What you need to do =
[1] In the text on port channel perception, which preprocessing steps are applied to the original point cloud data from the lidar sensor?
[2] Extend the text on port channel environment perception, beginning right after its final line.

Research methodology

Visual perception technology and port channel environment perception

In port channel perception, point cloud data are obtained from lidar sensors. These data include a large number of discrete three-dimensional points, and each point represents a position in space. Point cloud data need to be processed and analyzed to create a three-dimensional map of the port channel. The steps of processing point cloud data include data acquisition and preprocessing, point cloud segmentation and grouping, and 3D map generation. The original point cloud data is obtained from the lidar sensor, and then the preprocessing steps such as denoising, filtering and coordinate transformation are carried out to prepare the data for subsequent processing. According to the characteristics of point cloud, point cloud data is divided into different objects or features, such as water surface, other ships, shore and obstacles. The processed point cloud data are combined to generate a three-dimensional map of the port channel, including the location information of waterways, port facilities and other targets^24,25. Figure 1 shows the three-dimensional map of the port channel.

Figure 1

Three-dimensional map of port channel.

[Recorded data]
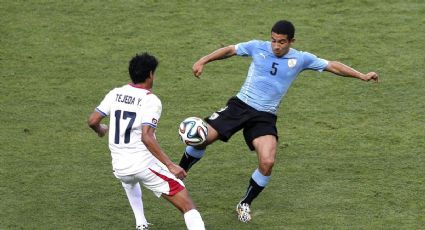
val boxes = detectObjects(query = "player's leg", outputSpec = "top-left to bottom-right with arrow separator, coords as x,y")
121,177 -> 148,227
179,124 -> 218,172
179,97 -> 248,171
242,135 -> 277,204
162,189 -> 205,230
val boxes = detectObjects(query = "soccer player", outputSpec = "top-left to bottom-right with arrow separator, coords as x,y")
180,20 -> 378,222
87,53 -> 205,230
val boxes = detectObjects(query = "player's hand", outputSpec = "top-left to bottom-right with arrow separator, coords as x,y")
168,163 -> 187,180
363,72 -> 379,82
192,60 -> 204,78
97,124 -> 109,137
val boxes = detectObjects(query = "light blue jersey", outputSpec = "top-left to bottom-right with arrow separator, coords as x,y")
236,40 -> 328,114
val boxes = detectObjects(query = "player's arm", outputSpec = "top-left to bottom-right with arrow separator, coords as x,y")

Answers below =
[1] Denoising, filtering and coordinate transformation.

[2]
Finding the whereabouts of other ships and obstructions in the port channel is crucial. Target recognition and tracking technology is used in this study to keep an eye on nearby ships and objects in real time. The Single Shot MultiBox Detector (SSD) technique is used in this procedure. SSD is a convolutional neural network-based target detection technique. To detect objects of various sizes and forms, it employs multi-scale feature maps, and to detect targets of various shapes, it employs multiple anchor frames. By performing a convolution operation on feature maps with various levels, SSD achieves multi-scale target detection²⁶. The SSD structure is shown in Fig. 2.

Figure 2

SSD structure.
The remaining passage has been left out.